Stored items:
* BEGIN *

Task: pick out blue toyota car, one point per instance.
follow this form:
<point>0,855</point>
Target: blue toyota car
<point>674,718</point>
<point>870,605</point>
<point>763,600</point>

* END *
* BEGIN *

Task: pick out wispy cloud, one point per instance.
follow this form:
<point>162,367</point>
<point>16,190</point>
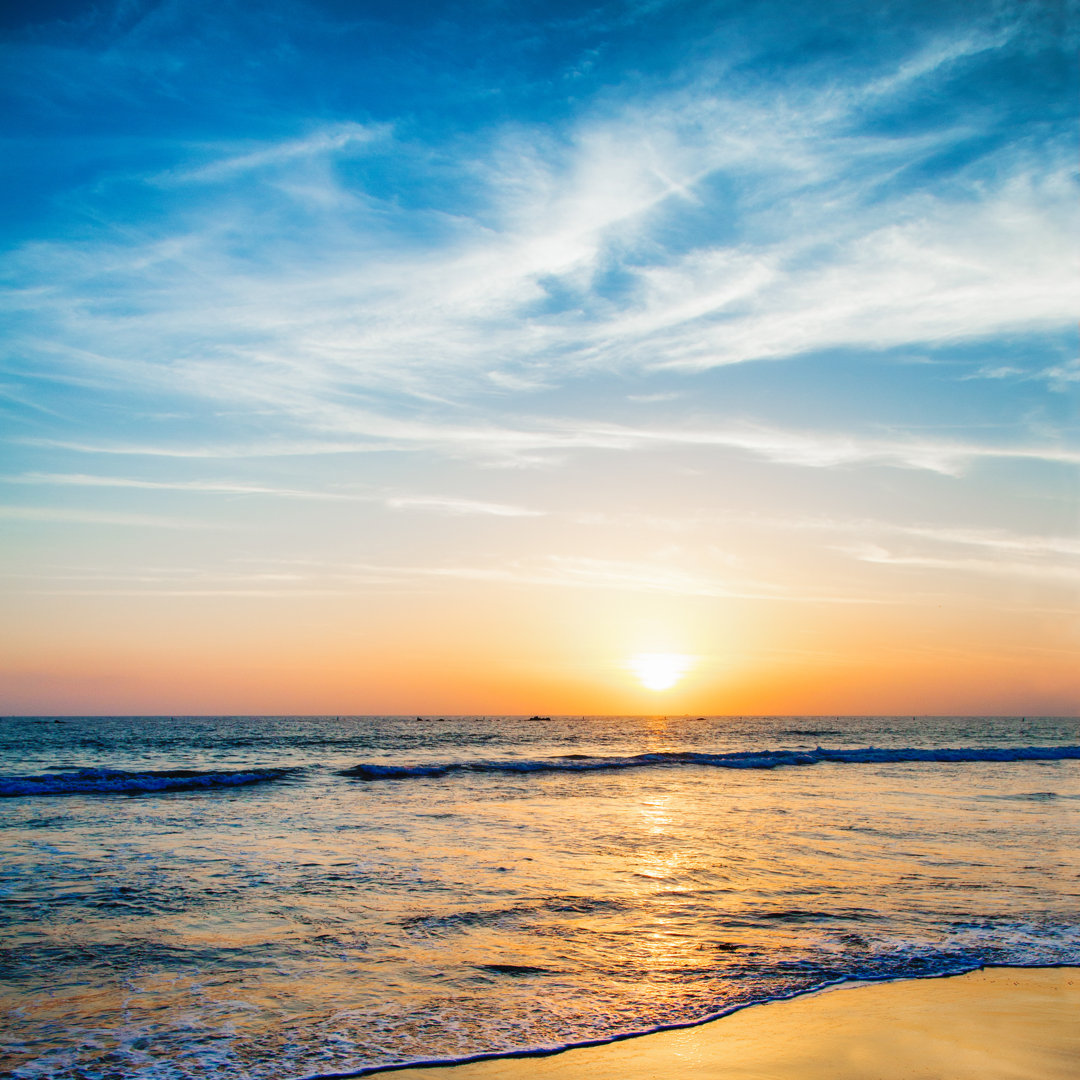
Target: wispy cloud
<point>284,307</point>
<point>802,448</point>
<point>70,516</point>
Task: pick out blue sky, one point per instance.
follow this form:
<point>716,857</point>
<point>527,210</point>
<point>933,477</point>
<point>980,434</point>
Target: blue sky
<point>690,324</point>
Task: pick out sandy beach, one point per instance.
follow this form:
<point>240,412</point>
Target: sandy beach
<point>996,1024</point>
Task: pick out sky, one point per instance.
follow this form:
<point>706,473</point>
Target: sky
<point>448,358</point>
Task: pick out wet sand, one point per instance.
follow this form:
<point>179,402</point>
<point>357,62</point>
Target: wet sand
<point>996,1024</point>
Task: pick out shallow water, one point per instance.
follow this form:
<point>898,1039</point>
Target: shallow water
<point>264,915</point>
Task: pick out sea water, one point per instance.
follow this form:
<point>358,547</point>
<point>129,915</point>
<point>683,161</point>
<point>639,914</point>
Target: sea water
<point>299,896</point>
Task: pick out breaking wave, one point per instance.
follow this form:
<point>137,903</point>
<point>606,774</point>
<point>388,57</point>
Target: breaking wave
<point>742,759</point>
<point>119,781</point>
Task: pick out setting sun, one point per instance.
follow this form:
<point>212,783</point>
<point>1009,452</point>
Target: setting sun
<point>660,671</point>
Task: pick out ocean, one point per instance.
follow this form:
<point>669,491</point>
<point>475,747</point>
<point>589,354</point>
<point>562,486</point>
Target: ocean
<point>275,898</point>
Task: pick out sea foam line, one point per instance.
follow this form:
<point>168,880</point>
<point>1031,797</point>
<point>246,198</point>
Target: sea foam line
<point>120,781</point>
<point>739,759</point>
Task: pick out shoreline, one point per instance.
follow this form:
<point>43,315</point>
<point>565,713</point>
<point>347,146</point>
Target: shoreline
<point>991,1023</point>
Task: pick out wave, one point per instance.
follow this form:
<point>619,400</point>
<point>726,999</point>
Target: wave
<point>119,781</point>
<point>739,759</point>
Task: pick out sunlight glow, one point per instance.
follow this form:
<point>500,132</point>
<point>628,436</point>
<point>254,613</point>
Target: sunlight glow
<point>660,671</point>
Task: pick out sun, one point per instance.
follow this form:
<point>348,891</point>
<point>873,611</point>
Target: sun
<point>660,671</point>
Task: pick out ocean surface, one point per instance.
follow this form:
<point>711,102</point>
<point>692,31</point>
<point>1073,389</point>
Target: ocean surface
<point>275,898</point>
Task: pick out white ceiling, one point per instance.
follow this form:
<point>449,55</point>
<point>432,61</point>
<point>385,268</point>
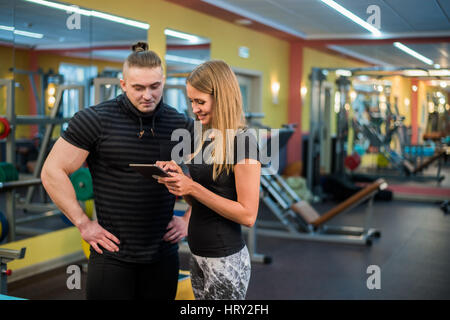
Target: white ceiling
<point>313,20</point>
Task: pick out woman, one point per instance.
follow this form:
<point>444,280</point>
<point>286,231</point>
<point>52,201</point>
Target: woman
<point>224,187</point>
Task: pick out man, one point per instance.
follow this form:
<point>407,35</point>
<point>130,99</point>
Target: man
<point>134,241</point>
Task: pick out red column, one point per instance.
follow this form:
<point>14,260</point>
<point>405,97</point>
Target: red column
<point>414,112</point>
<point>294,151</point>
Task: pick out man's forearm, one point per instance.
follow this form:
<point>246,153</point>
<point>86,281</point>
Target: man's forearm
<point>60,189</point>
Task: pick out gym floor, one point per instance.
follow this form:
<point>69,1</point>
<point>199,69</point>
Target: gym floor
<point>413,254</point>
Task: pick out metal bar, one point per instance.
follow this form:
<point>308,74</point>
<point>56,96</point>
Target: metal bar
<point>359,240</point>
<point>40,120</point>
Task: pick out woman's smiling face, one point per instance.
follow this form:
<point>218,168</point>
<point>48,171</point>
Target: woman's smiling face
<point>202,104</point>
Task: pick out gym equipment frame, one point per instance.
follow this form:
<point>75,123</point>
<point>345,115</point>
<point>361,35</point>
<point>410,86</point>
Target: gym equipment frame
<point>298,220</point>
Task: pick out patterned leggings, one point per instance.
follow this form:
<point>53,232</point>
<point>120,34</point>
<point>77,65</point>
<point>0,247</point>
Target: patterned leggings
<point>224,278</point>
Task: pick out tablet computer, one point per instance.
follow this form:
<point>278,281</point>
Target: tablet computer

* END *
* BEGIN *

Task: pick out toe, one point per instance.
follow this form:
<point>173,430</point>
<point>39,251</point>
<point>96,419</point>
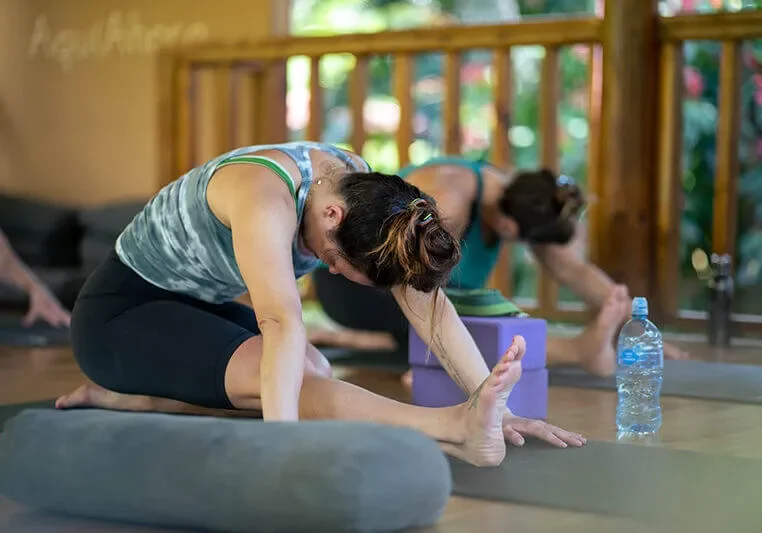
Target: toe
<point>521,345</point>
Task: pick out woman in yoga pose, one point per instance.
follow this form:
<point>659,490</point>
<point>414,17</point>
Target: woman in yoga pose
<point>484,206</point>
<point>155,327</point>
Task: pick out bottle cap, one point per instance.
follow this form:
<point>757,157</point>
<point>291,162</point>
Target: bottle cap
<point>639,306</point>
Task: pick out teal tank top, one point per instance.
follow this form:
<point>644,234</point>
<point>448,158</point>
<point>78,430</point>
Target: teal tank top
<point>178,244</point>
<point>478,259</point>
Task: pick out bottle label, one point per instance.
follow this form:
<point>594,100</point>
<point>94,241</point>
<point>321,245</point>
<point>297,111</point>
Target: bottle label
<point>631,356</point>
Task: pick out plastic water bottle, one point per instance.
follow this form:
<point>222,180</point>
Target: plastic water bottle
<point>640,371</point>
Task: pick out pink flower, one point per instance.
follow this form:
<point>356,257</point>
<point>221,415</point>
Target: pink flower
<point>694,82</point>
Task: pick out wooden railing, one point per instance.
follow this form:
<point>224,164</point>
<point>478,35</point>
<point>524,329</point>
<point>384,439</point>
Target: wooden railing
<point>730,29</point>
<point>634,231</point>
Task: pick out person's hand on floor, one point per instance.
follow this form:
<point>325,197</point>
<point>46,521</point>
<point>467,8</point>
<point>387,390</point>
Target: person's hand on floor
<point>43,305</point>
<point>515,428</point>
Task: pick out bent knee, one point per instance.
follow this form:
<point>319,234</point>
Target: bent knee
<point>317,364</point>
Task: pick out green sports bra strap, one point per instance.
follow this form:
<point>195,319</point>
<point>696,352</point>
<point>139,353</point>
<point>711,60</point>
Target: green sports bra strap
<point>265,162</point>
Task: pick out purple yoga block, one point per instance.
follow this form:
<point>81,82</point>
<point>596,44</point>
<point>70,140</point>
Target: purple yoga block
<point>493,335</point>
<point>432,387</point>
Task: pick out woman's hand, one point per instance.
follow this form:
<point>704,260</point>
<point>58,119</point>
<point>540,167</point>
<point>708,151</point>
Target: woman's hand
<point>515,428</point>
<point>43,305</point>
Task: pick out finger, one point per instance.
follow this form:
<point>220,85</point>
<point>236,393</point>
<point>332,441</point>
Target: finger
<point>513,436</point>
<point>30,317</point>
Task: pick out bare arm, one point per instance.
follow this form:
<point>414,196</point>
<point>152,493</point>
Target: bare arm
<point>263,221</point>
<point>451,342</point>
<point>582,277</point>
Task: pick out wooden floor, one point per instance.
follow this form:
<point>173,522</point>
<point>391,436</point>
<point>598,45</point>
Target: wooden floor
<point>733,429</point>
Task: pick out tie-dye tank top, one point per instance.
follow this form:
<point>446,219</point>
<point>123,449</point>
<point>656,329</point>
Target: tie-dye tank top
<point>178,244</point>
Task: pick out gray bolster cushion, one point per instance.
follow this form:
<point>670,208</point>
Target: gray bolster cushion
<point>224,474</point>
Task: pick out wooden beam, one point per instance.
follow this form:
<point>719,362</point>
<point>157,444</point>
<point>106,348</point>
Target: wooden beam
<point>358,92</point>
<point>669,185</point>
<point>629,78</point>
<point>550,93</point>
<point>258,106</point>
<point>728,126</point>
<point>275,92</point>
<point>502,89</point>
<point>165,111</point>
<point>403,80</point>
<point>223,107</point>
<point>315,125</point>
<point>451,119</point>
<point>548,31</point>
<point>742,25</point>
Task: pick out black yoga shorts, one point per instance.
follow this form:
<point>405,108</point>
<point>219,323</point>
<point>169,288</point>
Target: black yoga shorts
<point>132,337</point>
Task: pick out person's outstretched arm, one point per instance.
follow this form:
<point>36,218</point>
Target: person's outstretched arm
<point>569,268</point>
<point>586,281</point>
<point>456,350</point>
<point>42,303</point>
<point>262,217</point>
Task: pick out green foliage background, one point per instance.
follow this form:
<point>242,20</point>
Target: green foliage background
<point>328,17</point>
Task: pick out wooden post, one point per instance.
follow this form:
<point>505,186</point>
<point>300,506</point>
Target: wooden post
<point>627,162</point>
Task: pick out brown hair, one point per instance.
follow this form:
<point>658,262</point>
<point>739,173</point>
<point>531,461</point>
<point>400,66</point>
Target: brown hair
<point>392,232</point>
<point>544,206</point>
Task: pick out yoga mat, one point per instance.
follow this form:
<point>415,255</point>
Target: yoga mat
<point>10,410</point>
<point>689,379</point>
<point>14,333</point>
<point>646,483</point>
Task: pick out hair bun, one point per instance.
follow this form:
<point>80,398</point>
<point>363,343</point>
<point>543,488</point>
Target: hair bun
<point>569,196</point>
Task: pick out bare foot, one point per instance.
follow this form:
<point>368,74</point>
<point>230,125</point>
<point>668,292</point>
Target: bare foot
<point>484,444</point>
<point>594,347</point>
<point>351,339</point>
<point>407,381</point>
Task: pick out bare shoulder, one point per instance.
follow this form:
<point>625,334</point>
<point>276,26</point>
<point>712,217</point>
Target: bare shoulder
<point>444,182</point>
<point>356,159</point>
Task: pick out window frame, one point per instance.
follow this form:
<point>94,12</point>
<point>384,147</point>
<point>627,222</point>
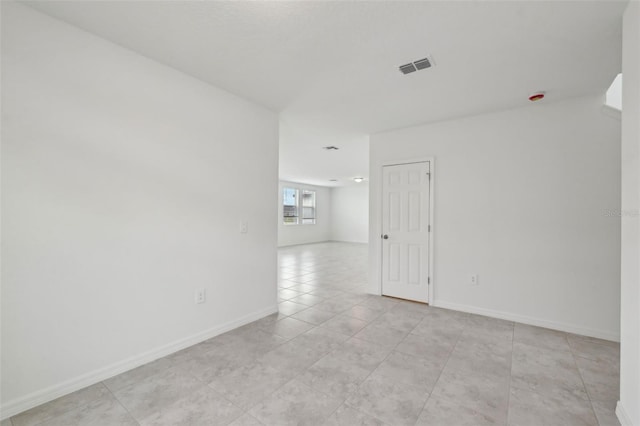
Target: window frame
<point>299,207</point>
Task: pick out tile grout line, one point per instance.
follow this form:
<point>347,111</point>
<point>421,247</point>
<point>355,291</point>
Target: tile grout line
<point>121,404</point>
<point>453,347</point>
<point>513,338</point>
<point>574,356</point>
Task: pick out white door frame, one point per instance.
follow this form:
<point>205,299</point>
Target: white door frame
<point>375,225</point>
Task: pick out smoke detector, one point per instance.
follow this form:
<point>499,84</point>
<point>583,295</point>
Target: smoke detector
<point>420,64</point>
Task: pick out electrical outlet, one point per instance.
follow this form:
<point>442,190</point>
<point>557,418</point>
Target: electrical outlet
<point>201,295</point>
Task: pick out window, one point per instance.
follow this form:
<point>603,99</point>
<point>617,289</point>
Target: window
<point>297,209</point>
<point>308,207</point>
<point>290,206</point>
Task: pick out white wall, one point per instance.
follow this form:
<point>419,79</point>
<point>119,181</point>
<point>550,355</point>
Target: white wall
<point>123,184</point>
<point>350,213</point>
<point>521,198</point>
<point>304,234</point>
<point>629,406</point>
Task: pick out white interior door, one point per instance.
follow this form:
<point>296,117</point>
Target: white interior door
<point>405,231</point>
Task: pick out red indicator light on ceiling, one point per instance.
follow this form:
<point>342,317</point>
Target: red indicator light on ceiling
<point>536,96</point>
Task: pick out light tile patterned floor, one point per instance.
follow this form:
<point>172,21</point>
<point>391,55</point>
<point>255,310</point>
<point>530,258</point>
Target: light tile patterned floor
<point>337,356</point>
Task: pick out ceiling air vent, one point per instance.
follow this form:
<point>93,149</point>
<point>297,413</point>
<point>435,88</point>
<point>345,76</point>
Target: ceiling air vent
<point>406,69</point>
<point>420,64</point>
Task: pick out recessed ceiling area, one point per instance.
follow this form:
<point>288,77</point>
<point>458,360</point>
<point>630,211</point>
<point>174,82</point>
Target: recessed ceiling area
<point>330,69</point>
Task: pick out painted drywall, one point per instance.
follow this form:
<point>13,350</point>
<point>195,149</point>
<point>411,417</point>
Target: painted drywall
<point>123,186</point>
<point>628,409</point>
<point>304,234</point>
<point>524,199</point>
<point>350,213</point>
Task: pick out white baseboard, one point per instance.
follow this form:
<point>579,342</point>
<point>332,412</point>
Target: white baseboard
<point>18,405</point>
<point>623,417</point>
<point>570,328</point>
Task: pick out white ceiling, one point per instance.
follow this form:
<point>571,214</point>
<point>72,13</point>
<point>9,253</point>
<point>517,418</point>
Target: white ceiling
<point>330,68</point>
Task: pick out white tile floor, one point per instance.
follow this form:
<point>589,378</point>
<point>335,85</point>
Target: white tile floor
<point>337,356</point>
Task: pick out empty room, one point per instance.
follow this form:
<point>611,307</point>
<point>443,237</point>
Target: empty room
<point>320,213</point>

* END *

Reproduce the data verbatim from the line containing "Task: pick out blue toyota" through the line containing "<point>763,600</point>", including both of those lines.

Task: pick out blue toyota car, one point per instance.
follow this form:
<point>0,855</point>
Target: blue toyota car
<point>674,718</point>
<point>870,605</point>
<point>763,600</point>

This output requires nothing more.